Exercise requirements:
Return the following lines verbatim, starting at the beginning of the records and ending at the line that contains "(1017, 157)", with both ends included. Omit the pictures from your answer.

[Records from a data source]

===

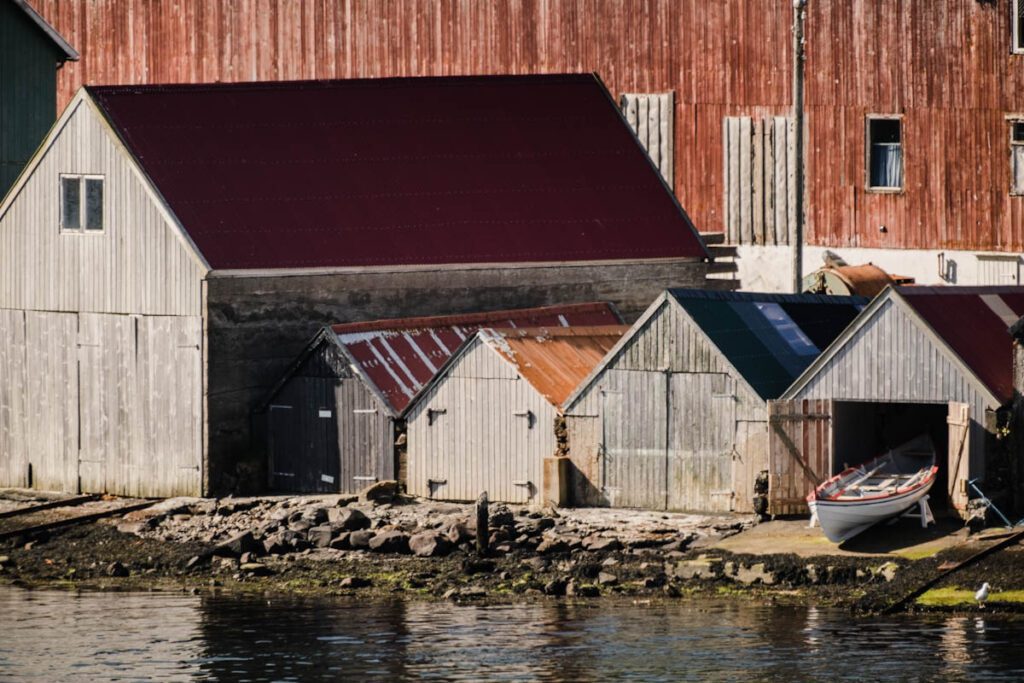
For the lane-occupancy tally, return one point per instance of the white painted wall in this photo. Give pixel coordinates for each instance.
(770, 268)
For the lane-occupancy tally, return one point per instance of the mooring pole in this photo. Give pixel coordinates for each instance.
(482, 521)
(798, 124)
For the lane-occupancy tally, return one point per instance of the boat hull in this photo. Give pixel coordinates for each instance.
(842, 520)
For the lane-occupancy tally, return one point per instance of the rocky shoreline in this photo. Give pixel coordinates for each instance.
(386, 545)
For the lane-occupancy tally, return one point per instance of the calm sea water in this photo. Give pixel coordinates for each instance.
(61, 636)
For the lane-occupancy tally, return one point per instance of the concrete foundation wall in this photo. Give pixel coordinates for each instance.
(770, 268)
(258, 325)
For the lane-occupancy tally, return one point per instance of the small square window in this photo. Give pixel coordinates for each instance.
(885, 154)
(81, 203)
(1017, 157)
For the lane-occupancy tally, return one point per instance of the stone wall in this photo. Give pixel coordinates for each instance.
(258, 325)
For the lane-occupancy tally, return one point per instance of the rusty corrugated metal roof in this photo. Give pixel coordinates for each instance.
(398, 356)
(554, 360)
(974, 322)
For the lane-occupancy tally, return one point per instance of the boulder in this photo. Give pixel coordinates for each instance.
(117, 569)
(478, 566)
(348, 519)
(390, 542)
(314, 515)
(360, 540)
(574, 590)
(552, 545)
(341, 542)
(300, 526)
(256, 569)
(380, 492)
(278, 544)
(354, 582)
(239, 544)
(501, 516)
(429, 544)
(322, 536)
(457, 532)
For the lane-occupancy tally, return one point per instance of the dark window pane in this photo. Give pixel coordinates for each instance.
(93, 204)
(71, 203)
(885, 130)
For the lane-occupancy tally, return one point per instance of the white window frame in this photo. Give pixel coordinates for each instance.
(1018, 121)
(1016, 36)
(884, 189)
(81, 229)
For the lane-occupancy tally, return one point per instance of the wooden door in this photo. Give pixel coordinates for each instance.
(303, 444)
(958, 460)
(701, 424)
(107, 388)
(634, 451)
(800, 445)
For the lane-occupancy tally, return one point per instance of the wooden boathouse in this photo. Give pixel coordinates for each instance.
(169, 251)
(332, 422)
(675, 417)
(487, 421)
(918, 360)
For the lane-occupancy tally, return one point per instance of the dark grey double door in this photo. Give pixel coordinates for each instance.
(328, 435)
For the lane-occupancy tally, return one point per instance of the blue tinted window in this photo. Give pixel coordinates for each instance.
(794, 336)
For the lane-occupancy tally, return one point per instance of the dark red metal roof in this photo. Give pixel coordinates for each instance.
(399, 356)
(400, 171)
(974, 322)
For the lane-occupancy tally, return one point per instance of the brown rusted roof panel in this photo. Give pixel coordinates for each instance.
(554, 360)
(399, 356)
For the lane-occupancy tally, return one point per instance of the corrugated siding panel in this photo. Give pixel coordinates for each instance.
(136, 265)
(891, 359)
(717, 434)
(366, 441)
(478, 443)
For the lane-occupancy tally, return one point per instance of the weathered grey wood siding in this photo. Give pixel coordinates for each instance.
(101, 366)
(478, 442)
(759, 180)
(100, 402)
(668, 425)
(892, 359)
(651, 116)
(366, 436)
(138, 264)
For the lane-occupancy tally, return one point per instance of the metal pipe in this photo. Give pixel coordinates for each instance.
(798, 121)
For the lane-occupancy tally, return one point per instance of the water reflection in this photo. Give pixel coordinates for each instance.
(48, 636)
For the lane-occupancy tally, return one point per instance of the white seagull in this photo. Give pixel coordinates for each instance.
(982, 595)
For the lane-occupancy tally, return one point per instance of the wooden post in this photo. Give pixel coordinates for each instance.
(482, 530)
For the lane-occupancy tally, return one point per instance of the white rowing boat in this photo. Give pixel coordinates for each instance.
(886, 486)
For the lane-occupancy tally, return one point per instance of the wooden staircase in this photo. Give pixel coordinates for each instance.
(722, 269)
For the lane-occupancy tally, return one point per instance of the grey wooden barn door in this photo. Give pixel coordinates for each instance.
(634, 439)
(701, 420)
(105, 368)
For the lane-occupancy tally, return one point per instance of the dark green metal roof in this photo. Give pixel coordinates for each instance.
(770, 339)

===

Task response:
For the lane-occupancy tally, return one point per instance of the white painted wall in this photo. Give pixel coordinates for each instance.
(770, 268)
For the lane-occupancy tally, return one point per instance of the mooring pole in this photo. Give pixel coordinates for each instance.
(482, 521)
(798, 124)
For the lane-occupancy tally, return one point per instance of the boat hull in this photo. Give pixel coordinates for each instance.
(842, 520)
For the lane-occupancy tally, return one point per instance of the rocky shoreline in this photo. Give pixel coordinates for each instance.
(386, 545)
For the lane-occupancy tally, return one point per instance of the calm sea water in this photo. Give pixel coordinates for each instance.
(61, 636)
For the lane-occupancy tally, return one point per instance of the concrete foundation wall in this photo. Give pixel coordinates for each instance.
(770, 268)
(258, 325)
For the lane-occupancy tally, return one point per instance of the small square window in this photo. Give pixel coordinates for each instance.
(885, 154)
(81, 203)
(1017, 157)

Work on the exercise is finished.